ACTION ITEM A
Can you summarize the article on winter-weather car accident deaths in Missouri in two sentences?
ACTION ITEM B
Could you write what comes next in the article on winter-weather car accident deaths in Missouri, picking up from its final sentence?

Number of Car Accident Deaths in Missouri Rises Due to Winter Weather
Posted on January 8th, 2014 by Zane Cagle
A fatal crash on Interstate 44 occurred Monday that is blamed on the icy roadways. At 10:40 a.m. a car apparently slid on ice and collided with a tractor-trailer. The victim was identified today as a 20-year St. Louis woman. According to reports, she lost control of her car and was hit by a semi and her car was forced into the guardrail. The snowstorm that dumped many inches of snow on St. Louis resulted in several accidents across Missouri, but the only fatality on Monday morning was on I-44. According to reports, the young woman had waited to drive until Monday because of the roadways.
The Missouri State Highway Patrol said that many motorists appeared to follow advice to stay home or to drive more slowly and more cautiously if they did try to hit the roadway. Many were able to avoid the roadways and unfortunately, many drivers still had to make driving trips. While over three dozen wrecks were worked by the Missouri Highway Patrol on Monday, the tragic death of the young woman appears to be the one fatality. Patrol Capt. Tim Hull says most of the three-dozen wrecks involved vehicles sliding off the road.
A car crash fatality in Montgomery City, Missouri occurred on December 28, 2013 when a crash occurred after a car struck a patch of ice, went off the side of the road, overturned several times and came to a rest on its left side at the bottom of an embankment. The 32-year old mother and 5 year old boy were taken to Columbia Hospital and the five year old boy later died.

[Entries from a data collection]
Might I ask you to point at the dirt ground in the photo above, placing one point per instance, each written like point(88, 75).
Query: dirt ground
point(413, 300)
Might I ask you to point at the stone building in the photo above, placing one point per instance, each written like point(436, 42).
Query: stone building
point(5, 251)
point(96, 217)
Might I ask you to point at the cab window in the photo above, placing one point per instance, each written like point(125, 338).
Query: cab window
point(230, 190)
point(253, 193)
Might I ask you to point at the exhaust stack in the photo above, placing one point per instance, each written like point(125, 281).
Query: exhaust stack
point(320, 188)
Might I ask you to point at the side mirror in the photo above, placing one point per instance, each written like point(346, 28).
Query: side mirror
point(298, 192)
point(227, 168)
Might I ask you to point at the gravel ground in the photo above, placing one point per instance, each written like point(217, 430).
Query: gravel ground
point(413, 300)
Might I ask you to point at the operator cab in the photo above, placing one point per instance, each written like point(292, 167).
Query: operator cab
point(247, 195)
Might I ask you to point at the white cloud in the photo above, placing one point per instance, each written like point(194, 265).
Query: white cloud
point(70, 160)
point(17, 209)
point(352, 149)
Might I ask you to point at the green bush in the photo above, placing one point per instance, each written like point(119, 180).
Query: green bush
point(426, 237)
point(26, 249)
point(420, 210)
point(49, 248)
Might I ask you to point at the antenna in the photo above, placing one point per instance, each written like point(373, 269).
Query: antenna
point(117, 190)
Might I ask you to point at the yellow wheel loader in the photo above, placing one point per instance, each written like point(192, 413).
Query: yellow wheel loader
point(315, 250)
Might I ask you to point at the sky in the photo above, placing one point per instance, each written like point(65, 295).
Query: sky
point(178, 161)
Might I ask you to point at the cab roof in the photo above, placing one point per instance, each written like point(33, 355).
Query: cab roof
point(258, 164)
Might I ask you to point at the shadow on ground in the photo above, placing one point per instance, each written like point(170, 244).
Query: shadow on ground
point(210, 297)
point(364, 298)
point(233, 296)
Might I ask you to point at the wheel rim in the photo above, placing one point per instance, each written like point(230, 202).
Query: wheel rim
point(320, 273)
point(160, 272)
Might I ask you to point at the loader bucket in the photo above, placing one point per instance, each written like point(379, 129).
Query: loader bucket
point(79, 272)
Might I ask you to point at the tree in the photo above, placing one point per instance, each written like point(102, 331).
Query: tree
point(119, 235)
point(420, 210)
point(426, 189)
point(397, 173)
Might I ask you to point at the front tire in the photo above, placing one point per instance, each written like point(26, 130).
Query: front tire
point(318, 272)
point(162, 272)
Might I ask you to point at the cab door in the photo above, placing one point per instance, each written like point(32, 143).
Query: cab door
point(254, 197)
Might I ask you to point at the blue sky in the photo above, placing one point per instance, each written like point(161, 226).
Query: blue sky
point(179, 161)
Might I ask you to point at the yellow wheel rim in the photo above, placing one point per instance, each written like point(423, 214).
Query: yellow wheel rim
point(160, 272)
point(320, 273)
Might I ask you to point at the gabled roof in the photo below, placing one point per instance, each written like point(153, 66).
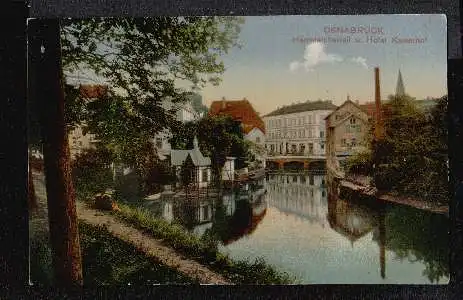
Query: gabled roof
point(178, 157)
point(370, 109)
point(301, 107)
point(344, 104)
point(348, 116)
point(240, 110)
point(248, 130)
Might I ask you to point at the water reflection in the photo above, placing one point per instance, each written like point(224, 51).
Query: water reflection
point(306, 225)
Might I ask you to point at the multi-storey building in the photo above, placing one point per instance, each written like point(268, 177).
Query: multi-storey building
point(347, 131)
point(298, 128)
point(243, 111)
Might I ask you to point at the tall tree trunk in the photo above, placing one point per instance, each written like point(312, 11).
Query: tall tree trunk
point(67, 262)
point(32, 199)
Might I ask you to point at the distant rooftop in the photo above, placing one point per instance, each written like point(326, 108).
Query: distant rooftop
point(301, 107)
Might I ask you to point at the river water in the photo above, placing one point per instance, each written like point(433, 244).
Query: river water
point(303, 226)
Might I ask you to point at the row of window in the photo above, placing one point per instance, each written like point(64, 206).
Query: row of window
point(309, 119)
point(293, 147)
point(299, 133)
point(353, 142)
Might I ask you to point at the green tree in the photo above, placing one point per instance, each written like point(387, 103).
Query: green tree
point(142, 61)
point(411, 157)
point(45, 49)
point(218, 137)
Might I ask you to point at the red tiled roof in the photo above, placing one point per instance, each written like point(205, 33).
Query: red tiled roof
point(370, 109)
point(93, 91)
point(241, 110)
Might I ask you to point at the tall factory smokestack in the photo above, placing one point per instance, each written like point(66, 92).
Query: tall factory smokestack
point(379, 117)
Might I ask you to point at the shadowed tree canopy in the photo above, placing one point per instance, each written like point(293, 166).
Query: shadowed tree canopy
point(412, 157)
point(143, 62)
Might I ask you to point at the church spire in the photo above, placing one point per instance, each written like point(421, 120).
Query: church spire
point(400, 88)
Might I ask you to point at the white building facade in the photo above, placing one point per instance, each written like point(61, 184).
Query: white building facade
point(298, 129)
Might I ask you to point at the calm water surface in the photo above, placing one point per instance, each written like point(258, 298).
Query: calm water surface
point(301, 226)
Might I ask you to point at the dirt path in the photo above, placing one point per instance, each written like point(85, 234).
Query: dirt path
point(149, 245)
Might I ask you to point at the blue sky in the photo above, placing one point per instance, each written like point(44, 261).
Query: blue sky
point(261, 70)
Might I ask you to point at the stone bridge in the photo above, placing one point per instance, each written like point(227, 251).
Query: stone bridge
point(302, 161)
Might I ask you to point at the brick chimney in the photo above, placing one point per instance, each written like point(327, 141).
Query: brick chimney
point(379, 117)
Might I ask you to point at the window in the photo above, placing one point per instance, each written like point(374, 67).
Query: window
point(204, 177)
point(205, 212)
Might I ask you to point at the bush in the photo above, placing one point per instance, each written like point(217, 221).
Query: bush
point(91, 172)
point(387, 176)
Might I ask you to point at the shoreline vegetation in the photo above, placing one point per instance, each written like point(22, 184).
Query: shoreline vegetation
point(390, 197)
point(408, 163)
point(203, 250)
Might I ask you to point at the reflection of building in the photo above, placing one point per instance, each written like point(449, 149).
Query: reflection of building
point(346, 133)
point(245, 220)
point(298, 128)
point(354, 221)
point(349, 220)
point(301, 195)
point(201, 164)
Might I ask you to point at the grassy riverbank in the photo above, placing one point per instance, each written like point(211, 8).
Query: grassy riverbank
point(201, 250)
point(106, 260)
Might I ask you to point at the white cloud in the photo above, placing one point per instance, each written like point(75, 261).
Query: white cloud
point(361, 61)
point(314, 55)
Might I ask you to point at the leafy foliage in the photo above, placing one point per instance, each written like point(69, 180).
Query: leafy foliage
point(91, 172)
point(360, 163)
point(142, 61)
point(420, 236)
point(218, 137)
point(412, 157)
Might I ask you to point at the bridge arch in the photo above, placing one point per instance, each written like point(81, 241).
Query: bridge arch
point(294, 164)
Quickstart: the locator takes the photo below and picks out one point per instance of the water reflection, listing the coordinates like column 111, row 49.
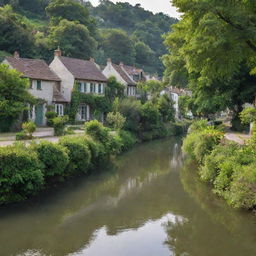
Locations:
column 150, row 204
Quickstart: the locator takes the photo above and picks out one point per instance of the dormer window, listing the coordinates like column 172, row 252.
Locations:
column 38, row 85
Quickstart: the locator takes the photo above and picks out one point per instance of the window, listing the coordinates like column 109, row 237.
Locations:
column 38, row 85
column 59, row 109
column 99, row 89
column 83, row 111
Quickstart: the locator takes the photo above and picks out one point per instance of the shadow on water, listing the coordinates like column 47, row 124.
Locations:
column 150, row 203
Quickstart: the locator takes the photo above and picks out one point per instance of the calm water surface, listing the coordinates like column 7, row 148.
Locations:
column 150, row 203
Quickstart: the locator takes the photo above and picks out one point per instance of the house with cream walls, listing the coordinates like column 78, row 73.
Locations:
column 122, row 76
column 44, row 85
column 85, row 74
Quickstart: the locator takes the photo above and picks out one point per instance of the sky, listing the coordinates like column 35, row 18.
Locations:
column 152, row 5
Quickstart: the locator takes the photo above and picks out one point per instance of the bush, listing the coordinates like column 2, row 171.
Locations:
column 115, row 120
column 22, row 136
column 243, row 188
column 54, row 158
column 50, row 115
column 201, row 142
column 78, row 152
column 59, row 125
column 20, row 174
column 128, row 140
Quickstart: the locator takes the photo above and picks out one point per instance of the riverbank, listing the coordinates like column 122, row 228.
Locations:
column 27, row 169
column 228, row 167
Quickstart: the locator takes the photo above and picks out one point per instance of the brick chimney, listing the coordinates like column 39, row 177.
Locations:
column 16, row 55
column 57, row 53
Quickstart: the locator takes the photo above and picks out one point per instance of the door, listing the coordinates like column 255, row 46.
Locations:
column 39, row 111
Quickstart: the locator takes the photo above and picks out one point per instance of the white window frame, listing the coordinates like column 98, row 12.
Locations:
column 59, row 109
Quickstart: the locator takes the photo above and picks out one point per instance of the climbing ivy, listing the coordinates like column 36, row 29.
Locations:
column 96, row 102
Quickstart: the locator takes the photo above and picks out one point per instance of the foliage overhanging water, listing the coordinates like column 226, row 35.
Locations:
column 151, row 203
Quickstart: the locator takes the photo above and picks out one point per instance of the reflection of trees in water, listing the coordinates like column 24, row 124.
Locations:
column 211, row 229
column 123, row 199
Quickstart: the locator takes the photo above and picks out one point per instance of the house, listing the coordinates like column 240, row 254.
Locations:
column 122, row 76
column 174, row 93
column 44, row 85
column 136, row 74
column 86, row 74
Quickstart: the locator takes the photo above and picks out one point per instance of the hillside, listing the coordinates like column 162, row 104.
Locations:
column 119, row 31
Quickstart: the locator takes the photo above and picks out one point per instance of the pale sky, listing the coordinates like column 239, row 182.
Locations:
column 152, row 5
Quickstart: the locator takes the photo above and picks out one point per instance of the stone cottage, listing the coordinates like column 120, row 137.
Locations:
column 44, row 85
column 122, row 76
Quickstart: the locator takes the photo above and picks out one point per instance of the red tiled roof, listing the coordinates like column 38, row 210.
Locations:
column 82, row 69
column 33, row 68
column 122, row 73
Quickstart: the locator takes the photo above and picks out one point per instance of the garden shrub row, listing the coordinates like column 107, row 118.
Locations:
column 229, row 168
column 25, row 170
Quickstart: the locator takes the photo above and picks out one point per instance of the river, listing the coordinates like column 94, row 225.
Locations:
column 149, row 203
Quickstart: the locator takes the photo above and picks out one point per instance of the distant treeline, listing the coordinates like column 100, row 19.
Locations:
column 119, row 31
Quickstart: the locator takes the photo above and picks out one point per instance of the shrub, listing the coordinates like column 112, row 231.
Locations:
column 128, row 140
column 59, row 125
column 198, row 125
column 115, row 120
column 20, row 174
column 54, row 158
column 131, row 109
column 201, row 142
column 78, row 152
column 50, row 115
column 22, row 136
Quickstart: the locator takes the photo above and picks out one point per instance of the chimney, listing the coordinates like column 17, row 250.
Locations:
column 16, row 55
column 57, row 53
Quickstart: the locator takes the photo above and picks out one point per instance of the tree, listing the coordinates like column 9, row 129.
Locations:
column 14, row 96
column 212, row 51
column 118, row 46
column 144, row 53
column 166, row 109
column 73, row 38
column 114, row 90
column 15, row 32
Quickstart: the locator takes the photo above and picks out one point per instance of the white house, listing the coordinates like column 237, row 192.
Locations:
column 86, row 74
column 44, row 84
column 122, row 76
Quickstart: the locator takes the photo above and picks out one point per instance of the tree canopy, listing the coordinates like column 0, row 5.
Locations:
column 212, row 51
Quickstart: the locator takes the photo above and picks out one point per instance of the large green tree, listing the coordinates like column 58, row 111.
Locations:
column 212, row 50
column 73, row 38
column 118, row 46
column 14, row 96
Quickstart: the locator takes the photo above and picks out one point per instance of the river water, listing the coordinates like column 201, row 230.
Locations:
column 149, row 203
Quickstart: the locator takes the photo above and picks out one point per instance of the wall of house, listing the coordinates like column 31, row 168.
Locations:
column 110, row 71
column 67, row 79
column 46, row 91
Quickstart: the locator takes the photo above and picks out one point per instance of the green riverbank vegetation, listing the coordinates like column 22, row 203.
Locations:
column 227, row 166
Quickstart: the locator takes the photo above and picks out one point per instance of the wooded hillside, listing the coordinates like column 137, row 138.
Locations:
column 119, row 31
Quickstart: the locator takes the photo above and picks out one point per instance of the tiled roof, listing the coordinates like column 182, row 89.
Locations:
column 122, row 73
column 82, row 69
column 33, row 68
column 132, row 70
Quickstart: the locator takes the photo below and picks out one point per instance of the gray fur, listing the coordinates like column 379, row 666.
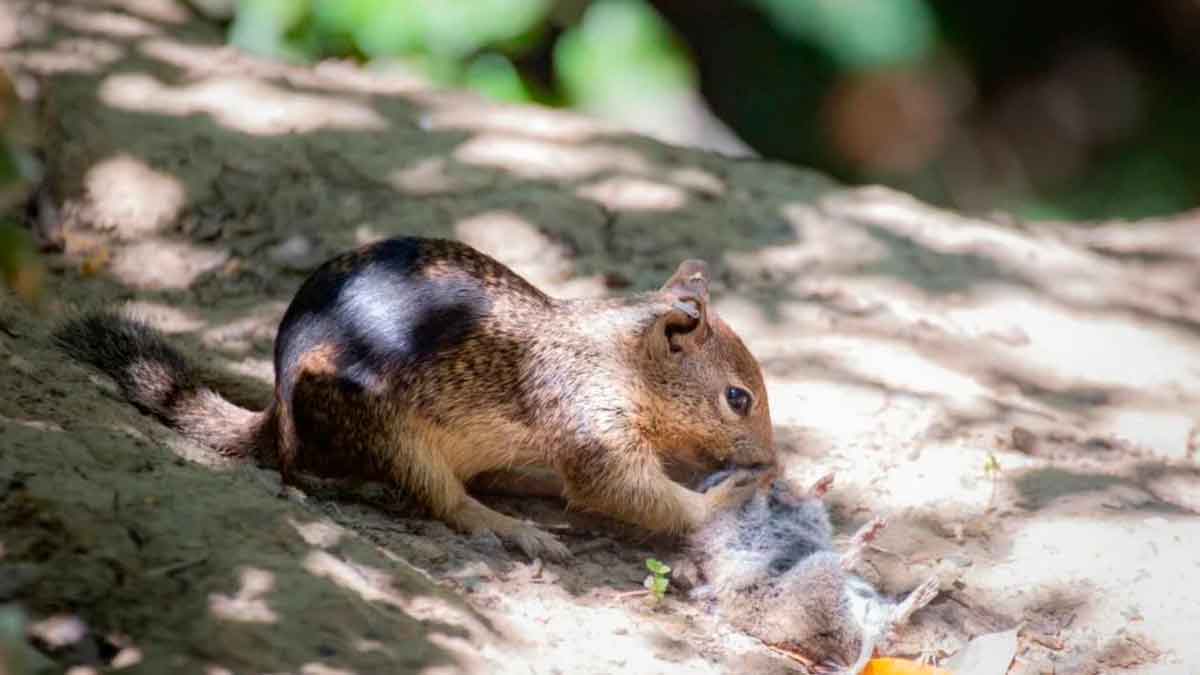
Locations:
column 768, row 568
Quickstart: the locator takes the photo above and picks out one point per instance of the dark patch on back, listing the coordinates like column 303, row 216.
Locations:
column 382, row 311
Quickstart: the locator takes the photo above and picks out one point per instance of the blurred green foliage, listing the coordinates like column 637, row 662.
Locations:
column 859, row 34
column 972, row 106
column 21, row 267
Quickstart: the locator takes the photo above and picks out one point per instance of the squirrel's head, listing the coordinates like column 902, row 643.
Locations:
column 702, row 394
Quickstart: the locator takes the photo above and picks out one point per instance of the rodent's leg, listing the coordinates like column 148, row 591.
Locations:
column 633, row 487
column 919, row 597
column 865, row 535
column 519, row 483
column 423, row 469
column 287, row 442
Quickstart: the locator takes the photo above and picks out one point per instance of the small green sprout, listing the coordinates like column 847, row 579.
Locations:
column 657, row 581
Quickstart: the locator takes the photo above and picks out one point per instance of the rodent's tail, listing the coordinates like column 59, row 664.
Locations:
column 159, row 380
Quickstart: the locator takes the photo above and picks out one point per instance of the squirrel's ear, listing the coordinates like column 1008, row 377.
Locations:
column 684, row 326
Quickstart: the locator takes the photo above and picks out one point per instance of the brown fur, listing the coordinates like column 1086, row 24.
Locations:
column 493, row 376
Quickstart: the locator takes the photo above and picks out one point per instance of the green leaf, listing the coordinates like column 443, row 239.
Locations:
column 658, row 567
column 622, row 49
column 493, row 76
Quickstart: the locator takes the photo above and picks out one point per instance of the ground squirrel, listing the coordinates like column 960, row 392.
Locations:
column 425, row 363
column 768, row 567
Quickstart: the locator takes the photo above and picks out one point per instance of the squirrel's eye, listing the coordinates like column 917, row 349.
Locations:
column 738, row 399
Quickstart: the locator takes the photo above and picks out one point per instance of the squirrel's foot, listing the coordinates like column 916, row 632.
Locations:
column 475, row 519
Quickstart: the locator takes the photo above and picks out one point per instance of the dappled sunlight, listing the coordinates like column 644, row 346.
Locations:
column 83, row 57
column 318, row 533
column 370, row 584
column 249, row 604
column 276, row 111
column 544, row 160
column 1083, row 347
column 163, row 11
column 315, row 668
column 153, row 263
column 111, row 24
column 167, row 318
column 240, row 335
column 1140, row 560
column 132, row 198
column 437, row 175
column 948, row 479
column 1168, row 432
column 517, row 243
column 630, row 193
column 35, row 424
column 515, row 120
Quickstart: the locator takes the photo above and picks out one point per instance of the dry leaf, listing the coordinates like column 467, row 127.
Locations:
column 900, row 667
column 985, row 655
column 95, row 261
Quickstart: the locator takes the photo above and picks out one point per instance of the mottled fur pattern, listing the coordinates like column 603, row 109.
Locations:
column 768, row 568
column 426, row 364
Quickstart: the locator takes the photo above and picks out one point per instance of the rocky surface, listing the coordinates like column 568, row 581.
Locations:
column 904, row 347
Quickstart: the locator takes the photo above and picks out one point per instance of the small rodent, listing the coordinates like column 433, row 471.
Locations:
column 768, row 568
column 424, row 363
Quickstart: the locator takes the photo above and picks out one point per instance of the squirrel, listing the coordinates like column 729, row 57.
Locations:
column 425, row 363
column 767, row 565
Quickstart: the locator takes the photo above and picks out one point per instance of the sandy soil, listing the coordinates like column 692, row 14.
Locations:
column 904, row 346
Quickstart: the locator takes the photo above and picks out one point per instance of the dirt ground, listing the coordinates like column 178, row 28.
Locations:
column 904, row 346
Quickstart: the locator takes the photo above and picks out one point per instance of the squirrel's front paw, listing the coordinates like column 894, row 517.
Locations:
column 735, row 490
column 537, row 543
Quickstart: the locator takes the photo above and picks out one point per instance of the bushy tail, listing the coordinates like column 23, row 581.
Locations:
column 156, row 377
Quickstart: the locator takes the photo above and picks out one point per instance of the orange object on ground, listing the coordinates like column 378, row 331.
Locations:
column 900, row 667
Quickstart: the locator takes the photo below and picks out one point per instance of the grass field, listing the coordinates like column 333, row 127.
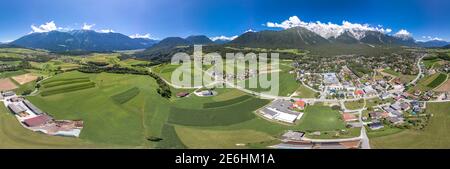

ANSWER AREA A
A young St. Louis woman died Monday on Interstate 44 when her car slid on ice, was hit by a semi and was forced into the guardrail. Hers was the only fatality among more than three dozen wrecks the Missouri State Highway Patrol worked that day after a snowstorm, and an earlier crash in Montgomery City on December 28, 2013, in which a car struck ice, left the road and overturned several times, killed a five-year-old boy.

ANSWER AREA B
Snow & “Black Ice” Make Travel Difficult
Snow and ice not only make travel inconvenient and difficult but can be very dangerous. As road crews work to clear our highways and streets, you still have to be very wary of “black ice”. “Black ice” sometimes called clear ice, refers to a thin coating of glazed ice on a surface. While not truly black, it is almost transparent and allows for the black asphalt roadway or surface to be seen through it, hence the name “black ice”. This type of ice is practically invisible to drivers on roadways and is particularly dangerous as it can cause skidding due to loss of traction whether on a roadway or sidewalk. While the exact cause of the two fatalities is not clearly known, it was stated that both were weather related auto accidents. It was not stated whether “black ice” was the cause of simply ice/snow in general. Of the three dozen or more wrecks in the St. Louis area, we are fortunate that more people were not killed, however, the loss of one life in an auto accident or truck accident is tragic. The weather forecast promises warmer temperatures and a weekend of 50 degrees! Many of the side streets and some highways are still snow covered. Interstates still have patches of snow, ice and black ice, so driving into the weekend should still be cautious. As roads begin to melt, some of the packed snow and ice can still remain as a great deal of snow fell and has to be removed. Drive slowly and be on the lookout for snow and ice on roadways.
If Injured in a Car Accident, Do I Need an Attorney?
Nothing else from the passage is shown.